§ **Goal**
Return each entry exactly, with none missing.
++++ Extracted material
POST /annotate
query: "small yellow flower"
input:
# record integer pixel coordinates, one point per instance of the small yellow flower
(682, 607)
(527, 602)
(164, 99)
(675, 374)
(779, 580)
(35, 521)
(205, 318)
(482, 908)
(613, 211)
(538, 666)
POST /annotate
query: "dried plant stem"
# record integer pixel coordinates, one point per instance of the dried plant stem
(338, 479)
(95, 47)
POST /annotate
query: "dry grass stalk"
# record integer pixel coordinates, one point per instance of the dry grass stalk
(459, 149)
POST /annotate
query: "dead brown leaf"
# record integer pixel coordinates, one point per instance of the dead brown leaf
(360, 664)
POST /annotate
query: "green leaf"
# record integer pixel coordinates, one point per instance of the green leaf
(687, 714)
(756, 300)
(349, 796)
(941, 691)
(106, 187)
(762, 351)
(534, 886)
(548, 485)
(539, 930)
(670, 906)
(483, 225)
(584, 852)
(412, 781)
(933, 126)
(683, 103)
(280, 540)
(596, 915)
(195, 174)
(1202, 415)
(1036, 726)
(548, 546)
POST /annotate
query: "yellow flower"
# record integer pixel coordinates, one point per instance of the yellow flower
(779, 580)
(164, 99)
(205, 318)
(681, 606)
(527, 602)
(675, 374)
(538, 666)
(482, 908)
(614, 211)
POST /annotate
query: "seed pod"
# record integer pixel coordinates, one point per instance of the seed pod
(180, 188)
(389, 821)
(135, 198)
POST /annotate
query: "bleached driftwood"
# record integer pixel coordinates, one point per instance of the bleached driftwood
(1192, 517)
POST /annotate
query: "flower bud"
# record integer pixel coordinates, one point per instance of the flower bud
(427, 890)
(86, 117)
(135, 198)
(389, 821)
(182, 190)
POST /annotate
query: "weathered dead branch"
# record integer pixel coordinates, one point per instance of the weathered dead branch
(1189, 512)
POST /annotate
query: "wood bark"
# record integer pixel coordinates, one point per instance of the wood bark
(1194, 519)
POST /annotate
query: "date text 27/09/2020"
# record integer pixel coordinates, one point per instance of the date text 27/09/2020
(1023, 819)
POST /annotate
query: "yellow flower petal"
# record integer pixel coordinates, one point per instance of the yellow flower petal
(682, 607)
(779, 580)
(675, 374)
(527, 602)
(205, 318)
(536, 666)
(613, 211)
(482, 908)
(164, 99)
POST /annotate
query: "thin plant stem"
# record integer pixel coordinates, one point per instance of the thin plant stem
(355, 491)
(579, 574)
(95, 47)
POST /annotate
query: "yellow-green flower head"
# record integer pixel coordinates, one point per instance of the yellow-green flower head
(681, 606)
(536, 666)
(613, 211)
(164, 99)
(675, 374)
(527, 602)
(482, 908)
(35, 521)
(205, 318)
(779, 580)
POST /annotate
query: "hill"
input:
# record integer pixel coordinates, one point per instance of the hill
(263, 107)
++++++++
§ **Written solution**
POST /annotate
query: "small yellow flower"
input:
# record integer pixel coordinates, one point per instance of the small yellow flower
(682, 607)
(527, 602)
(164, 99)
(675, 374)
(779, 580)
(35, 521)
(205, 318)
(482, 908)
(613, 211)
(538, 666)
POST /annotate
query: "dried plant stem"
# record integer pixel coordinates, one point per instance of the dried plant stem
(338, 479)
(95, 47)
POST /annotate
query: "dry grass stalk"
# record integer pixel coordinates, one point per instance of the dry grass stalk
(459, 149)
POST /annotate
query: "dead brown leaf"
# record integer pixel coordinates, one point per instance of the dead brown leaf
(360, 664)
POST /annotate
query: "green leaf"
# record integer pixel coordinates, one point per instance of the green leaf
(687, 714)
(756, 300)
(349, 796)
(941, 691)
(106, 187)
(762, 351)
(534, 886)
(548, 485)
(539, 930)
(670, 906)
(483, 225)
(584, 852)
(412, 781)
(933, 126)
(683, 103)
(280, 540)
(596, 915)
(195, 174)
(1202, 415)
(1036, 726)
(548, 546)
POST /annotate
query: "yellow flower"
# record integer pixel coordinates, one point per instance of the yellow flower
(779, 580)
(164, 99)
(205, 318)
(681, 606)
(527, 602)
(675, 374)
(538, 666)
(482, 908)
(614, 211)
POST /annotate
query: "seed pod"
# record integer pixel coordinates, one point per instance of the seed pod
(180, 188)
(389, 821)
(135, 198)
POST /annotate
query: "bleached driftwood"
# record integer pixel coordinates, one point per instance of the bleached driftwood
(1192, 517)
POST /annotate
query: "flower bud"
# record integer pixel coordinates, one point per instance of the flower bud
(427, 890)
(86, 117)
(135, 198)
(389, 821)
(182, 190)
POST /annotate
query: "weathered dead branch"
# record integer pixel coordinates, one point per instance of the weathered dead branch
(1189, 512)
POST /annotate
query: "wood bark"
# record integer pixel coordinates, one point per instance of the wood bark
(1194, 519)
POST /annotate
query: "date text 27/09/2020"
# record integer pixel coordinates, one point per instance of the date text 27/09/2020
(1023, 819)
POST /annotate
query: "yellow flower petal"
# record integer pixel coordinates, one point per instance of the yellow flower petal
(682, 607)
(779, 580)
(675, 374)
(527, 602)
(205, 318)
(536, 666)
(613, 211)
(482, 908)
(164, 99)
POST /annotate
query: "thin plant stem"
# record integer pixel coordinates, one point per instance of the thin plant stem
(355, 491)
(579, 574)
(95, 47)
POST /annotate
query: "yellow-green flower head"
# record integer pixel coordinates, one point per instance of the yellow-green flower head
(681, 606)
(536, 666)
(613, 211)
(164, 99)
(675, 374)
(527, 602)
(482, 908)
(35, 521)
(205, 318)
(779, 580)
POST /annotate
query: "hill"
input:
# record integer pixel coordinates, one point per instance of the hill
(263, 107)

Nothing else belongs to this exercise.